*Selected excerpt:*

_ _ _

The other side of the story, however, is that the employee benefit plan (EBP) must be actively managed and audited, in some cases. Generally, for organizations with more than 100 plan eligible participants, a third-party Certified Public Accountant must perform an audit of your plan, including preparing audited financial statements that are submitted along with your Form 5500 filing.

An EBP audit is conducted to ensure that employee retirement funds are being appropriately handled by the plan’s service providers. To do that, the CPA auditing a company’s benefits plan must have access to all the relevant information to conduct the audit.

As a result, the largest and most administratively intensive piece of the employee benefit plan audit process is the preparation of the audit documentation requests. That’s why, for companies that haven’t maintained the proper documentation, prepared the proper schedules or met key disbursement and disclosure deadlines, the audit process can be challenging.

The good news is that it doesn’t have to be. You can use this Employee Benefit Plan Audit Guide to ensure you are prepared, making it a mostly painless process.

_ _ _

*Recorded data:*
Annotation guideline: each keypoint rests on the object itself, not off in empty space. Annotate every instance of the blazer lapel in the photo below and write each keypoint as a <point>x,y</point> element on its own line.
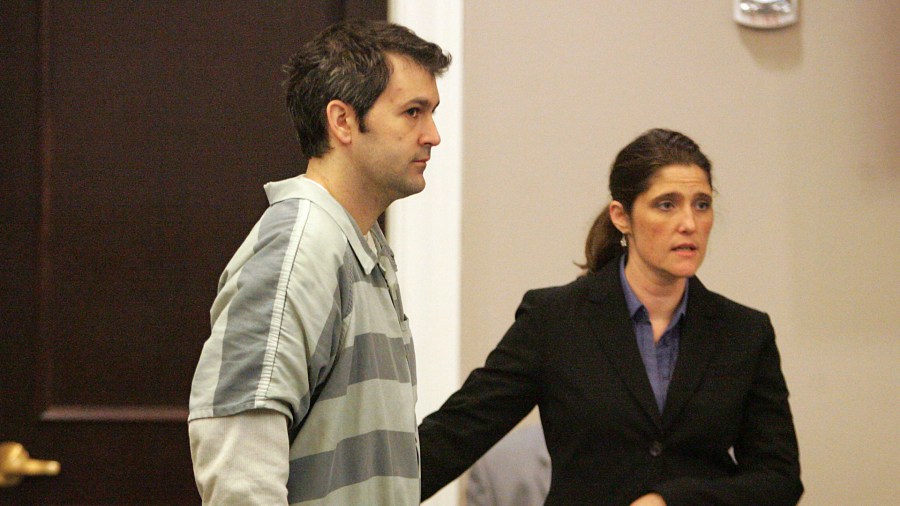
<point>613,328</point>
<point>697,345</point>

_ _ _

*Objectives:*
a: Answer these about the employee benefit plan audit text, please:
(i) For organizations with more than 100 plan eligible participants, who must perform an audit of the plan?
(ii) What is an EBP audit conducted to ensure?
(iii) What is the largest and most administratively intensive piece of the audit process?
b: From the employee benefit plan audit text, reproduce word for word the part that opens with "An EBP audit" and closes with "can be challenging.".

*In response:*
a:
(i) A third-party Certified Public Accountant.
(ii) That employee retirement funds are being appropriately handled by the plan's service providers.
(iii) The preparation of the audit documentation requests.

b:
An EBP audit is conducted to ensure that employee retirement funds are being appropriately handled by the plan’s service providers. To do that, the CPA auditing a company’s benefits plan must have access to all the relevant information to conduct the audit.

As a result, the largest and most administratively intensive piece of the employee benefit plan audit process is the preparation of the audit documentation requests. That’s why, for companies that haven’t maintained the proper documentation, prepared the proper schedules or met key disbursement and disclosure deadlines, the audit process can be challenging.